**TEXT TO READ:**
$\underline{Thm}$
Let $A \in M_{m \times n},\, B,C \in M_{n \times p},\, D,E \in M_{q \times m}$.
Then
$(a)$ $A(B+C)=AB+AC,\, (D+E)A=DA+EA$
$(b)$ $a(AB)=(aA)B=A(aB)$ $(a \in \mathbb{F})$
$(c)$ $I_{m}A=A=AI_{n}$
$(d)$ If $V$ is an n-dimensional vector space with an ordered basis, then $[I_{V}]_{\beta}=I_{n}$.
$\underline{Proof \, of \, (c)}$
$$\displaystyle \begin{equation} \begin{split} (I_{m}A)_{ij} & = \sum_{k=1}^{m} (I_{m})_{ik} A_{kj} \\ & = \sum_{k=1}^{m} \delta_{ik} A_{kj} \\ & = A_{ij} \end{split} \end{equation}$$
$\underline{Coro}$
Let $A \in M_{m \times n},\, B_{1},\cdots,B_{k} \in M_{n \times p},\, C_{1},\cdots,C_{k} \in M_{q \times m},\, a_{1},\cdots,a_{k} \in \mathbb{F}.$
Then
$$\displaystyle \begin{equation} \begin{split} A(\sum_{i=1}^{k} a_{i}B_{i}) & = \sum_{i=1}^{k} a_{i} AB_{i} \\ & = (\sum_{i=1}^{k} a_{i}C_{i})A \\ & = \sum_{i=1}^{k} a_{i}C_{i}A \end{split} \end{equation}$$

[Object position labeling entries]
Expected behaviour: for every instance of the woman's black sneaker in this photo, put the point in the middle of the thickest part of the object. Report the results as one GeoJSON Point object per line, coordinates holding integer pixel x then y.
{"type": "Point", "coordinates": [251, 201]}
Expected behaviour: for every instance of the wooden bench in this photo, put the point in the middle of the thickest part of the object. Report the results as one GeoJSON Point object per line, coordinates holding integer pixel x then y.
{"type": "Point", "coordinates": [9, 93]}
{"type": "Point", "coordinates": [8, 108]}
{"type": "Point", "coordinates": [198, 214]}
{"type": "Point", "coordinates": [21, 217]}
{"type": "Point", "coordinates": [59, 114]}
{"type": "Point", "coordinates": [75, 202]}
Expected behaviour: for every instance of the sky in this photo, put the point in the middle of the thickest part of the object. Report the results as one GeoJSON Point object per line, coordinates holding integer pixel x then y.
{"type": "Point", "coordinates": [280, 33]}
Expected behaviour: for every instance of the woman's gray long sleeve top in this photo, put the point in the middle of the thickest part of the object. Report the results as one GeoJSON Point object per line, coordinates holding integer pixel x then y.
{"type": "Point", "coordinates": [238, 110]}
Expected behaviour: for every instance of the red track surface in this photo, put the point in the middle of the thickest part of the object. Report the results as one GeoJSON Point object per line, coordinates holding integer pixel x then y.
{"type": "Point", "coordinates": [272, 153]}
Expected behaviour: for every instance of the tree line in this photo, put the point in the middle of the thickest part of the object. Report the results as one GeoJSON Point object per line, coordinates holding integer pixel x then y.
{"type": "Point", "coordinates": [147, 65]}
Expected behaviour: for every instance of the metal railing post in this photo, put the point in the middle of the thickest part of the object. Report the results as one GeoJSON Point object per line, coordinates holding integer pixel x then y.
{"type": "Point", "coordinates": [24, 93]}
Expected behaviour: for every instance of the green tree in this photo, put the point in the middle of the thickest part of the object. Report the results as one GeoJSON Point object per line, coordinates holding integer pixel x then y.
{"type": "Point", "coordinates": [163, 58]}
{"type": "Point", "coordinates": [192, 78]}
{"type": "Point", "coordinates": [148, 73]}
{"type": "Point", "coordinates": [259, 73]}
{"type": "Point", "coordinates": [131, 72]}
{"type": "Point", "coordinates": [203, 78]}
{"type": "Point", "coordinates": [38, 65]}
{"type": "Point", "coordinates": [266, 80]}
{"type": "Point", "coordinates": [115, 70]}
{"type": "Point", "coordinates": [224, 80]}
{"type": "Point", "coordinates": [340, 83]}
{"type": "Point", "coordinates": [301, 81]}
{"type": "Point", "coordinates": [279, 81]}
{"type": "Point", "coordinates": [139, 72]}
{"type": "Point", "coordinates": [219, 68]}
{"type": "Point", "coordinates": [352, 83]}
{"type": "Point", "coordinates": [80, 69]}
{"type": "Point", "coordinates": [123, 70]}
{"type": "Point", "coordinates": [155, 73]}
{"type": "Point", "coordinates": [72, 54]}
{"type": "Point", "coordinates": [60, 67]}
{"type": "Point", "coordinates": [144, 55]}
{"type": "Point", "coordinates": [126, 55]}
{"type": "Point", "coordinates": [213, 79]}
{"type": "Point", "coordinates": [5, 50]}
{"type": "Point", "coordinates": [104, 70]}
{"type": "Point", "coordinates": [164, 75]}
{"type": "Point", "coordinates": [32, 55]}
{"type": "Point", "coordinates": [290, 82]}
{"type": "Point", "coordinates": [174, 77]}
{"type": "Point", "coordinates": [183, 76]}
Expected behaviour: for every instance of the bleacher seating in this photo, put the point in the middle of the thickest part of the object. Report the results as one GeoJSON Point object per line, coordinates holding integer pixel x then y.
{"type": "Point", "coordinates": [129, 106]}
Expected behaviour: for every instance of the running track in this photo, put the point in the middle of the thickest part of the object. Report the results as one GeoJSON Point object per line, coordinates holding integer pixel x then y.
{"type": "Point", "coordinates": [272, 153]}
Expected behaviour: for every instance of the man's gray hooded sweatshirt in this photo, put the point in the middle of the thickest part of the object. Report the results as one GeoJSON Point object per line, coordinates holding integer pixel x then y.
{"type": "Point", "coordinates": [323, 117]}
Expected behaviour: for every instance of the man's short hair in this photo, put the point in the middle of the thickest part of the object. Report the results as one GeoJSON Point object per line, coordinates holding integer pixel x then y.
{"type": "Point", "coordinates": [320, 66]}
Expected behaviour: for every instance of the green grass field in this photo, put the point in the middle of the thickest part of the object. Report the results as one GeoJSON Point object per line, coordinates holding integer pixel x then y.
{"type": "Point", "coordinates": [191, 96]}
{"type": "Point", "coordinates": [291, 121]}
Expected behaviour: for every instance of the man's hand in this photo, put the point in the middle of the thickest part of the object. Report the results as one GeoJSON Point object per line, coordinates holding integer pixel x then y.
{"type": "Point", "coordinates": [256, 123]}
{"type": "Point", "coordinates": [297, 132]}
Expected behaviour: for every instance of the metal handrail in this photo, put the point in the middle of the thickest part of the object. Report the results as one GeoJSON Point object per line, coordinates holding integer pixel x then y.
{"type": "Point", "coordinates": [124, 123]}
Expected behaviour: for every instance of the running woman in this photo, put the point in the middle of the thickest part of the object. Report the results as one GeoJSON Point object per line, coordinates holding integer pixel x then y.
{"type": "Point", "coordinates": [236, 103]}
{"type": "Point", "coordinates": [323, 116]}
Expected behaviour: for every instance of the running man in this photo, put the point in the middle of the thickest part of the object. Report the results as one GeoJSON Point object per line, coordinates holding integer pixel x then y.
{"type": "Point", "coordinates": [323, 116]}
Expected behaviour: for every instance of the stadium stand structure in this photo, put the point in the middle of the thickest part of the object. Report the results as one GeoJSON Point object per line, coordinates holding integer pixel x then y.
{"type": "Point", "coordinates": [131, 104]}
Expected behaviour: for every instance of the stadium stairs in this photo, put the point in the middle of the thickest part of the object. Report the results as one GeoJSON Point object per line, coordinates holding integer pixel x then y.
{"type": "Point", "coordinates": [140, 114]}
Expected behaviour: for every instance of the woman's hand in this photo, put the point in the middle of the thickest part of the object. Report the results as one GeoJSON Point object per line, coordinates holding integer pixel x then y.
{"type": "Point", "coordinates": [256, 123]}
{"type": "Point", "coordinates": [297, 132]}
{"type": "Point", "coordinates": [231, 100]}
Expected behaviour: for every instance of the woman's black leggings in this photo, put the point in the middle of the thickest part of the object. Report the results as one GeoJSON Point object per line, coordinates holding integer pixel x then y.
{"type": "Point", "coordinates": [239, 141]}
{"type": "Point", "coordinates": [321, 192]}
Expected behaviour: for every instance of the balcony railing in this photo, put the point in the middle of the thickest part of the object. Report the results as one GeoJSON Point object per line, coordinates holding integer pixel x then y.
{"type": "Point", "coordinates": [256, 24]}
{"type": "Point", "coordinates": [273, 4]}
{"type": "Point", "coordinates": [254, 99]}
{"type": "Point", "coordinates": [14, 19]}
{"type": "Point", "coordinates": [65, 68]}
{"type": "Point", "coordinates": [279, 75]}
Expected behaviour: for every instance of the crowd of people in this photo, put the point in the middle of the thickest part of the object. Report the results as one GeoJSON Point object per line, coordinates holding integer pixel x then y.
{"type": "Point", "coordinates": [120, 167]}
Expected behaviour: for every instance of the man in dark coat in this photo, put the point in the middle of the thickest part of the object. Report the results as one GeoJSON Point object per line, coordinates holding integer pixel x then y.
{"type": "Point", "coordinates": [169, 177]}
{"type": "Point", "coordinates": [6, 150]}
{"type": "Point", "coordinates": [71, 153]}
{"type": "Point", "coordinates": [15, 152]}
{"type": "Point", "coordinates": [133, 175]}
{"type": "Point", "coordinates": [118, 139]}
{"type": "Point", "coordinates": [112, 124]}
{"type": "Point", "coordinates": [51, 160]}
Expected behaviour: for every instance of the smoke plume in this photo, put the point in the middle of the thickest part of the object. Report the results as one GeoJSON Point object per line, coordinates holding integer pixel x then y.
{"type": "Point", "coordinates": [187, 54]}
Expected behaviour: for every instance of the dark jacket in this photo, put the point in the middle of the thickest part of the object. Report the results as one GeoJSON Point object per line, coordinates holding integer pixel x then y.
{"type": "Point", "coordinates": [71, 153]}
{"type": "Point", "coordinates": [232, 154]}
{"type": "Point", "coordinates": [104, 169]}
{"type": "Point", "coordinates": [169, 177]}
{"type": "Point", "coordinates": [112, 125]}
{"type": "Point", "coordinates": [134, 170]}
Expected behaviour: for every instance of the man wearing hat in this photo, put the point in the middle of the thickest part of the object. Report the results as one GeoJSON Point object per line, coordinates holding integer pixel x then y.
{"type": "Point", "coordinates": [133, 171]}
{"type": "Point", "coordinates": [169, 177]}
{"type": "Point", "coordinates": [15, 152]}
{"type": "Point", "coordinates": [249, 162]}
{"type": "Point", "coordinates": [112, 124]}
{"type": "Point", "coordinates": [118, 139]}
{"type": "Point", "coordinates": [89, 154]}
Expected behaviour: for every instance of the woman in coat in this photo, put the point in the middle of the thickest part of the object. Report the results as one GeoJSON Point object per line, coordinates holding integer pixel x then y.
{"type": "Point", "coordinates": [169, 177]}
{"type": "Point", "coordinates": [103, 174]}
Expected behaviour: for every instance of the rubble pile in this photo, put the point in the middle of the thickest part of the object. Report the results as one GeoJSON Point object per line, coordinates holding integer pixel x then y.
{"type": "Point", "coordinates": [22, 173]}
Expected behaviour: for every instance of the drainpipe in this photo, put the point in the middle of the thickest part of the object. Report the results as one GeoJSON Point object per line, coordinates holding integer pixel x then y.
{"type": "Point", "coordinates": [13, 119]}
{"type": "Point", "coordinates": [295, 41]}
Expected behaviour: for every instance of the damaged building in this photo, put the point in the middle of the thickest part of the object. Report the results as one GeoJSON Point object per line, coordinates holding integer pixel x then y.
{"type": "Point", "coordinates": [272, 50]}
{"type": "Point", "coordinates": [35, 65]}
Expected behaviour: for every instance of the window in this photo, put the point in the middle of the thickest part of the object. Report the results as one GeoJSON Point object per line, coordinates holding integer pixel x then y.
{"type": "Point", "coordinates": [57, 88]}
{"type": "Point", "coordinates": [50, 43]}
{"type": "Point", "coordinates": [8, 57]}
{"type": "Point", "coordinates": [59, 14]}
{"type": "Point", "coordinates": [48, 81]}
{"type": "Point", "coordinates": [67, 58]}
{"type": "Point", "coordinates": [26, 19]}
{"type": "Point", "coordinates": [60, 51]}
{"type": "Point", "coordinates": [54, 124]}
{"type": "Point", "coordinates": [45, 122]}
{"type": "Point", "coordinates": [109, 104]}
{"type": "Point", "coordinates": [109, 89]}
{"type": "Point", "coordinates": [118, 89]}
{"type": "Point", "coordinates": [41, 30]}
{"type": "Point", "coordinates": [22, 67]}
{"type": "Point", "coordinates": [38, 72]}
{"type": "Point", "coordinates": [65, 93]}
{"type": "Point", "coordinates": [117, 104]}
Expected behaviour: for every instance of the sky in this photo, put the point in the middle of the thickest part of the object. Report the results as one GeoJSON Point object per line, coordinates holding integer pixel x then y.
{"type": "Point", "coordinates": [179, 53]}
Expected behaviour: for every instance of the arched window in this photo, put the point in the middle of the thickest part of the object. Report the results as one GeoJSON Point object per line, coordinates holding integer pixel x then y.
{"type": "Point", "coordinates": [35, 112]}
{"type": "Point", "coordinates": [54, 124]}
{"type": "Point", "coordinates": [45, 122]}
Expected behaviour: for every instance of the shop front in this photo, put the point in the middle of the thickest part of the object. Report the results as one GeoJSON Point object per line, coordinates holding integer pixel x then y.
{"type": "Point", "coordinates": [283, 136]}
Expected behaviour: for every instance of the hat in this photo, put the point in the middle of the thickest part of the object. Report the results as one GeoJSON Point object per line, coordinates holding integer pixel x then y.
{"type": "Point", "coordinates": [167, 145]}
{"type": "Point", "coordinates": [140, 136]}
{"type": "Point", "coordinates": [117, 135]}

==

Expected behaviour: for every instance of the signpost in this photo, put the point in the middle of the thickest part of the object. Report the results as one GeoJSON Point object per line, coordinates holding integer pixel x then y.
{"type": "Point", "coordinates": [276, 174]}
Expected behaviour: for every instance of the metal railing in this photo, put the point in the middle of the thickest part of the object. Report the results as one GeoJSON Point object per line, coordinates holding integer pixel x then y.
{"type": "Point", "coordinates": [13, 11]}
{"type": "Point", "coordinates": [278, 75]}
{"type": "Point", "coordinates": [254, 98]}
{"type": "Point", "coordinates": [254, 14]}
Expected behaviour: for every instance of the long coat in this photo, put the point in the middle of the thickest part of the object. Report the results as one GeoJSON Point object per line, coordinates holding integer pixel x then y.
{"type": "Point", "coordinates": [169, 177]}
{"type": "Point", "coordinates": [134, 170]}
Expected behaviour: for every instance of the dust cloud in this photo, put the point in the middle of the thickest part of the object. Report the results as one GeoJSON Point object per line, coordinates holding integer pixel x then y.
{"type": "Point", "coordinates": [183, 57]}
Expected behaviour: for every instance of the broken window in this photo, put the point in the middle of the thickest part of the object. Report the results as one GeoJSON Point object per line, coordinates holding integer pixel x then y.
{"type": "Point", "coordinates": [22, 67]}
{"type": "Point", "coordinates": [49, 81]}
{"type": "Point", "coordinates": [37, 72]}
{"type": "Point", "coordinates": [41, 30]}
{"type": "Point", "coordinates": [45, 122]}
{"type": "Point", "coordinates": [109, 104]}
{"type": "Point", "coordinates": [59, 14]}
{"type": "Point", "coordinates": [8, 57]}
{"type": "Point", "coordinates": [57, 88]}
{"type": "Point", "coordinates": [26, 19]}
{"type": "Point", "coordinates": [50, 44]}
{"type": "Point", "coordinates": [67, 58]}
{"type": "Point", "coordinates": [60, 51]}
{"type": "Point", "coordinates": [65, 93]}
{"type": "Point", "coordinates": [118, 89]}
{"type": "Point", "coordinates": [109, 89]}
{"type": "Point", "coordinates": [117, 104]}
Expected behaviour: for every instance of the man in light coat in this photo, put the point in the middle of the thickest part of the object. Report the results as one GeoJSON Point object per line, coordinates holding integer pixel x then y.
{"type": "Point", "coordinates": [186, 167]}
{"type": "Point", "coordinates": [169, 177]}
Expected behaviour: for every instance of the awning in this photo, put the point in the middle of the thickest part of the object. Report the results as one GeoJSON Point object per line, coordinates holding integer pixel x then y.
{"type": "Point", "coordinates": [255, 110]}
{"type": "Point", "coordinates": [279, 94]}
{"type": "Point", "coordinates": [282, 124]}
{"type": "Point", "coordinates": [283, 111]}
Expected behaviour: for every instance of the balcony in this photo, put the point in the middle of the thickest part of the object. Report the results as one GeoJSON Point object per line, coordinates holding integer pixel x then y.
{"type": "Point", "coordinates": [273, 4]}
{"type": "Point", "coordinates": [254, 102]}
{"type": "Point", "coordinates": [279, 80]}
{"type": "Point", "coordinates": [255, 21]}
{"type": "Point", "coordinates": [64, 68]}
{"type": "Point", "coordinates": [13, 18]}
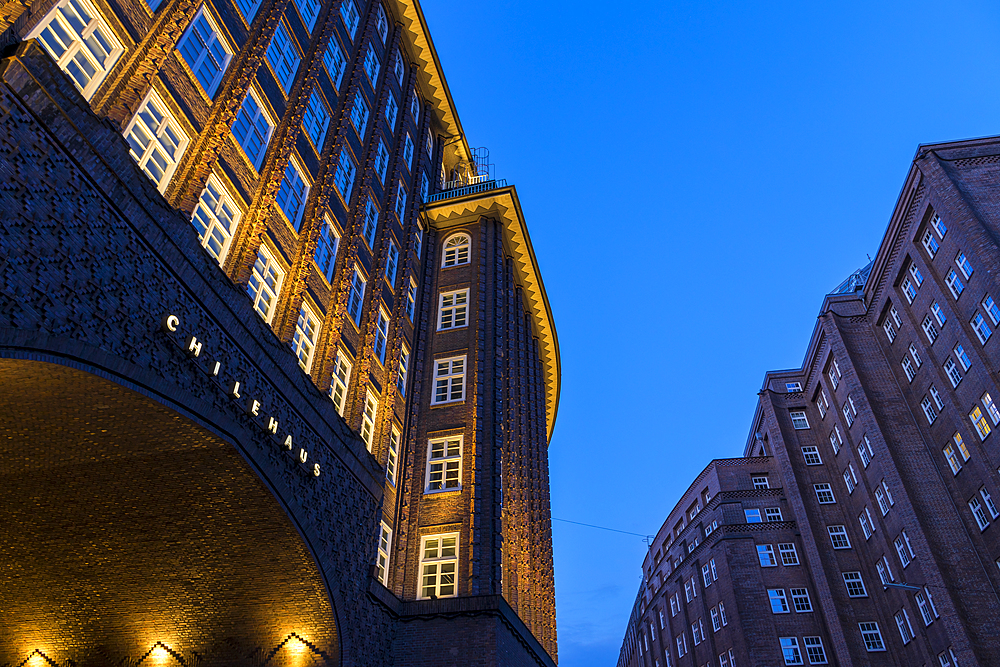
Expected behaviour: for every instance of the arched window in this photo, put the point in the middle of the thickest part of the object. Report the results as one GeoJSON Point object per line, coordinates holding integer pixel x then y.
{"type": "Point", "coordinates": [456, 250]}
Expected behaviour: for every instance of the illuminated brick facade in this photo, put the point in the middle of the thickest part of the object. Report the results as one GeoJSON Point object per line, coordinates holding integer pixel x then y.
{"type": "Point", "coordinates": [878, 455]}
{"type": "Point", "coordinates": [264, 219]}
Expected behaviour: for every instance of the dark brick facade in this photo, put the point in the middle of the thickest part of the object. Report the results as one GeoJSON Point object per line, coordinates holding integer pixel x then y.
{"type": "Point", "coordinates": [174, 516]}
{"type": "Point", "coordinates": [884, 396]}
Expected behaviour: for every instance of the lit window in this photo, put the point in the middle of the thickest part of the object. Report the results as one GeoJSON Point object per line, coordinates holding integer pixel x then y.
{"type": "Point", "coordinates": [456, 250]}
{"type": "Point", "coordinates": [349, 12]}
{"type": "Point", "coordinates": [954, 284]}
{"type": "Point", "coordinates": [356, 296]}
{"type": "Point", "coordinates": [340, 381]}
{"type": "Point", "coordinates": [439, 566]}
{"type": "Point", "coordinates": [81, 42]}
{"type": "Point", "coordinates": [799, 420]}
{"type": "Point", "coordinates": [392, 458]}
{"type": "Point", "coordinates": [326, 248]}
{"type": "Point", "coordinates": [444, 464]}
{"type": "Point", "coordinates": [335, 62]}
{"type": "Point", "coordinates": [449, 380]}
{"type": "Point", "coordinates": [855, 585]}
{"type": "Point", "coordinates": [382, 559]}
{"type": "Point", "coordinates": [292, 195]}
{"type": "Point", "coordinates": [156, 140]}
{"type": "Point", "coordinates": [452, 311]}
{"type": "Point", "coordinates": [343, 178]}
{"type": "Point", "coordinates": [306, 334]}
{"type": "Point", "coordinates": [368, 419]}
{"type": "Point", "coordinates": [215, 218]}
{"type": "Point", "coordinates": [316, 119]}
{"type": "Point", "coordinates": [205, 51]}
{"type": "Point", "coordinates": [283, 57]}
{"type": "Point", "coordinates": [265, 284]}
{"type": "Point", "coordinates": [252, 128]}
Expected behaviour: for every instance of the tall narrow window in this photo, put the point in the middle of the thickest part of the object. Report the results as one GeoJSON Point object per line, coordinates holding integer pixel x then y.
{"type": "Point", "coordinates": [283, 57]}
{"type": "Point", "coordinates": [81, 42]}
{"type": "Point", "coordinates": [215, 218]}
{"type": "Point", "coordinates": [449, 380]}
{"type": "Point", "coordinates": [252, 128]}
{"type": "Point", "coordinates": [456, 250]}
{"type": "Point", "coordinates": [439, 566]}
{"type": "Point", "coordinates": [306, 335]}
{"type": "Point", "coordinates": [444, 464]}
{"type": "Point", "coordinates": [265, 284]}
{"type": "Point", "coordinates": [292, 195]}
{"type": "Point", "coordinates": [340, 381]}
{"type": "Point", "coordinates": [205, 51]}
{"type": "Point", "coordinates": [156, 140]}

**WHAT TO WORK ON:**
Answer these questions about the text on matrix multiplication properties:
(a) According to part (c) of the theorem, what do I_m A and A I_n each equal?
(b) In part (d), what does [I_V]_β equal when V is an n-dimensional vector space with an ordered basis?
(c) In the proof of (c), what replaces (I_m)_{ik} in the second line of the sum?

**SOLUTION TO THIS EXERCISE:**
(a) Each equals A.
(b) It equals I_n.
(c) δ_{ik} replaces it.